**作業要件**
1) 日加関係の本文に基づき、日本とカナダがともに加盟している国際的な枠組みをすべて挙げよ。
2) 日加関係についての本文を、末尾の文のあとから再び書き進めよ。

日加関係
日本 |
カナダ |
---|
日加関係(にっかかんけい、英語: Canada–Japan relations, フランス語: Relations entre le Canada et le Japon)では、日本とカナダの関係について述べる。
概説
[編集]2012年時点で、日本とカナダは多くの分野にわたって友好的な関係を結んでいる。両地域の関係は、まだカナダが大英帝国自治領だった1889年に日本がバンクーバーに領事館を置いたことに始まる[1]。1903年にはオタワにも日本領事館を開設している[1]。その後、1928年に日加両政府は正式に外交関係を樹立することで合意し、同年日本はそれまでオタワにあった領事館を格上げして公使館を設置し[2]、カナダも翌1929年にアジア地域では同国初となる公使館を東京に開設した[1]。
1929年に創設され、日本(東京)へ派遣されたカナダ使節団はアジアにおけるカナダの使節団としては最も古い歴史を有し、非イギリス連邦としては駐米(ワシントン)と駐仏(パリ)の使節団に次いで3番目に古いものであった[2]。2012年現在、カナダは東京に大使館、名古屋に領事館をそれぞれ置いている。一方、日本はオタワに大使館、カルガリー、トロント、バンクーバー、モントリオールの4都市に総領事館を置いている。また、両国は共にG7、CPTPP、OECD、APECの加盟国である。
日加関係史
[編集]日本とカナダが最初に出会ったのは、カナダの冒険家ラナルド・マクドナルドが実母であるインディアンの祖先が日本であると信じて1845年に北海道へ密入国したときとされる[3]。1873年には、二人のカナダ人宣教師が家族とともに横浜に来航し、同じころ、和歌山出身の大工・工藤儀兵衛がブリティッシュ・コロンビアの漁港スティーブストンに住みついたという[3]。一部のカナダ系日本人の間では、後に両国が相互に設置した常設の公使館に先駆けて、非公式な接触があった。カナダに渡った最初期の日本人の一人に永野万蔵がおり、1877年にブリティッシュコロンビア州ニューウェストミンスターに上陸したとの記録がある[4]。
初期の日本人移民は漁業労働者であったが、勤勉でよく働く日本人移民に対してカナダ人は反感と移民増加への警戒感を持ち、カナダ政府は日本人に移民制限を課した[5]。日本政府はこれを受け入れたが、以降も日本人に対する偏見は長く続き、日系カナダ人を苦しめ続けた[5]。
明治時代に日本に派遣されたカナダの使節団は日本の教育制度の近代化に影響を与え、西洋の伝統的な基本思想を教育分野に導入する過程で効果的な役割を果たした。カナダ人のジョージ・コクランは同志社大学、同じくデイヴィッドソン・マクドナルドは青山学院大学の創設にそれぞれ関与した[2]。
1887年、横浜とバンクーバーを結ぶ蒸気船の航路が開通し[4]、カナダ太平洋鉄道の海運部門が定期便を運航した[6]。これらの航路に就いたカナダの船舶の一つにエンプレス・オーストラリアがあり、艦長のサミュエル・ロビンソンは1923年の関東大震災において救助活動を行ったことで国際的に称賛を浴びた[7]。

[抽出データ項目]
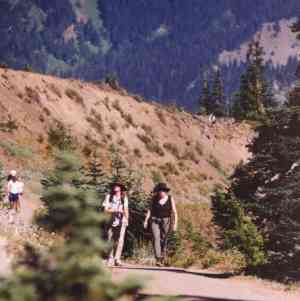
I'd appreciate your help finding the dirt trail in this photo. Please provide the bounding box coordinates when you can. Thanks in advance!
[113,265,300,301]
[0,198,37,276]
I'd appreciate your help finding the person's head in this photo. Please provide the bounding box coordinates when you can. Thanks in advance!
[153,183,170,199]
[9,170,17,177]
[111,183,126,195]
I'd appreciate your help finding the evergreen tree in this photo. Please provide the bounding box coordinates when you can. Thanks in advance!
[0,162,6,201]
[199,75,212,114]
[233,40,276,119]
[209,69,226,117]
[226,110,300,276]
[288,65,300,107]
[0,154,139,301]
[83,152,110,202]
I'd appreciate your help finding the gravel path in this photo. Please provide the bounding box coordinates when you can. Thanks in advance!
[113,265,300,301]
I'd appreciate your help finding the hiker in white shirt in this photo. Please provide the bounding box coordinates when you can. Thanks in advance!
[103,183,129,266]
[7,176,20,211]
[17,177,24,211]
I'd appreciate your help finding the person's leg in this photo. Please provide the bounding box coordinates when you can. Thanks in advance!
[115,224,127,264]
[151,221,161,260]
[107,227,115,264]
[161,218,171,258]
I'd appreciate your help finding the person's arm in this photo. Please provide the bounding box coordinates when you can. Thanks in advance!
[144,209,151,229]
[103,194,117,213]
[124,197,129,225]
[171,198,178,231]
[6,182,10,194]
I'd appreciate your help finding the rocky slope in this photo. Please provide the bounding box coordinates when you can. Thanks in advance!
[0,69,253,201]
[0,0,300,110]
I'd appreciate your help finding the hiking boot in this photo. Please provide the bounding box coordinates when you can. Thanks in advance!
[106,258,115,267]
[115,259,123,267]
[156,258,164,267]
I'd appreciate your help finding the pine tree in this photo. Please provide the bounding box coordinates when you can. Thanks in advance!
[83,152,110,206]
[227,110,300,277]
[288,65,300,107]
[199,75,212,114]
[0,162,6,201]
[0,153,139,301]
[210,69,226,117]
[233,40,276,119]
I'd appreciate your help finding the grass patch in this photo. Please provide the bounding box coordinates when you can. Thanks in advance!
[65,88,84,107]
[133,148,143,158]
[159,162,179,177]
[0,141,33,159]
[86,109,104,134]
[109,121,118,132]
[181,149,199,164]
[155,107,167,125]
[48,83,62,98]
[137,134,165,157]
[25,86,41,103]
[0,118,18,133]
[163,143,180,160]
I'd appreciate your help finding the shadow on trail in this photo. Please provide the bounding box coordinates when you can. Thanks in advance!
[135,294,256,301]
[118,266,235,278]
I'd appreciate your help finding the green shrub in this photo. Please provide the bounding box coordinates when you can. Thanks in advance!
[25,86,41,104]
[48,123,76,150]
[0,153,140,301]
[160,162,179,177]
[155,107,167,125]
[109,120,118,132]
[65,88,85,107]
[0,141,33,159]
[181,149,199,164]
[137,134,165,157]
[151,170,164,184]
[0,162,6,201]
[163,143,180,159]
[212,191,267,269]
[195,141,204,156]
[0,118,19,133]
[133,148,143,158]
[141,124,154,139]
[48,83,62,98]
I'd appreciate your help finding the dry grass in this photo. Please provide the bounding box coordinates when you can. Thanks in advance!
[159,162,179,177]
[137,134,165,157]
[48,83,62,98]
[65,88,85,107]
[163,143,181,160]
[155,107,167,125]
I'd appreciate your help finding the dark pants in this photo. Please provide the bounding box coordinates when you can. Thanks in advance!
[151,217,171,260]
[108,224,127,260]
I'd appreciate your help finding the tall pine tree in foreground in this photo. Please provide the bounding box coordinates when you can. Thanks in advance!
[233,40,276,120]
[218,110,300,278]
[0,162,6,202]
[0,153,139,301]
[288,65,300,107]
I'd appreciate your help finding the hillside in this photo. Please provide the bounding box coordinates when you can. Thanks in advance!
[0,0,300,110]
[0,69,253,201]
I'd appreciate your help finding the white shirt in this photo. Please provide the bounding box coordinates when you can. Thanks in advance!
[103,194,128,211]
[7,180,20,194]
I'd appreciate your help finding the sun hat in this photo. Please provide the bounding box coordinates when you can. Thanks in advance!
[153,183,171,193]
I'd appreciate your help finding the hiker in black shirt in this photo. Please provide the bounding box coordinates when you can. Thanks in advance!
[144,183,178,266]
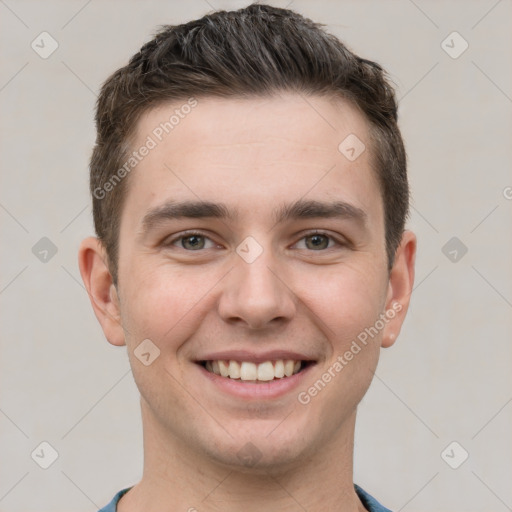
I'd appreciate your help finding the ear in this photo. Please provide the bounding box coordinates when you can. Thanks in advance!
[78,237,125,346]
[381,231,416,348]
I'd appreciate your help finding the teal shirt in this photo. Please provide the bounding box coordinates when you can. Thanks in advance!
[99,485,391,512]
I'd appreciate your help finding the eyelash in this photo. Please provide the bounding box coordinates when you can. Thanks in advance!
[164,230,348,252]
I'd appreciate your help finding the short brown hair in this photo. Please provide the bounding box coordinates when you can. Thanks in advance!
[90,4,409,284]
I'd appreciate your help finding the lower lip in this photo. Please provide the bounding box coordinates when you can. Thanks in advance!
[196,364,314,400]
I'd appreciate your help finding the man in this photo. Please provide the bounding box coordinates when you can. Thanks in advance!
[79,5,416,512]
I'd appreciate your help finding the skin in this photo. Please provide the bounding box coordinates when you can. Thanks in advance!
[79,94,416,512]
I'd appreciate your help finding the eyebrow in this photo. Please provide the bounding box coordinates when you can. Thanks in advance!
[138,199,367,233]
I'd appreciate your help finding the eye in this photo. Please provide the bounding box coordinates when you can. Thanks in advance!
[168,233,215,251]
[297,233,340,251]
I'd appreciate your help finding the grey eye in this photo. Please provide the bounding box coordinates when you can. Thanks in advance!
[305,235,330,250]
[181,235,205,251]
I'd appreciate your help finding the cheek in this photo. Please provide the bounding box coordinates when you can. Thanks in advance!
[297,264,387,344]
[122,262,218,350]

**想定解答**
1) G7、CPTPP、OECD、APEC

2)
1904年から1905年まで、王立カナダ野戦砲兵隊のハーバート・シリル・サッカー少将は日露戦争中、駐在武官として旧日本陸軍に随行した[8]。サッカー少将は日露戦争中の功績を称えて日本政府から勲三等瑞宝章に叙された[9]ほか、同戦争中の軍功により明治三十七八年従軍記章も授与されている[8]。
在外公館の開設
[編集]1929年、東京に駐日カナダ公使館が開設された。これはイギリス連邦を除いてはワシントンとパリに次いで3番目の在外公館であり、カナダが日本をアジアにおける外交活動の拠点として位置付けたこの事実は両国関係において特別な重要性をもって強調される[2]。しかしながら、この公使館の開設理由には、20世紀前半のブリティッシュコロンビア州に存在した反アジア的な感情にも大きく関わっている。当時のカナダ首相ウィリアム・ライアン・マッケンジー・キングは「我が国が日本人移民問題に対処する唯一の効果的な方法は、日本に駐在する我が国の公使に査証を発行させることだ」と述べるなど、カナダへの日本人移民の制限を求めていた[10]。その背景には、オタワ公使館の設置から40年前の大英帝国自治領時代に開設された在バンクーバー日本領事館には価値がない(=不十分だ)とみなされたことがある[11]。
日本の初代駐カナダ公使は徳川家正で、1929年から1934年まで任期にあった。対して、カナダの初代駐日公使はサー・ハーバート・マーラー(任期:1929-1936)だった[12]。
第二次世界大戦
[編集]1941年に太平洋戦争が開戦すると、両国の外交関係は厳しさを極めた。戦時中、カナダは国家安全保障を目的とする戦時措置法を可決し、日系カナダ人を強制収容すると同時に、これらの日系カナダ人は職業選択の自由や財産権など、多くの基本的な人権を剥奪された。
太平洋戦争において両国の戦力が直接に戦闘を交えたのは、真珠湾攻撃の8時間後に勃発した香港の戦いのみである。戦いは日本側の勝利に終わり、香港は日本に占領された。
戦後
[編集]広島と長崎への原爆投下の後、連合国側に対する日本の降伏を受けて、カナダ政府の代表は1946年に東京へ戻った。日本政府も将来的な外交関係の回復の準備のため、1951年、オタワに大使館を開設した。日加関係が完全に回復したのはサンフランシスコ講和条約を締結した1952年のことだった[12]。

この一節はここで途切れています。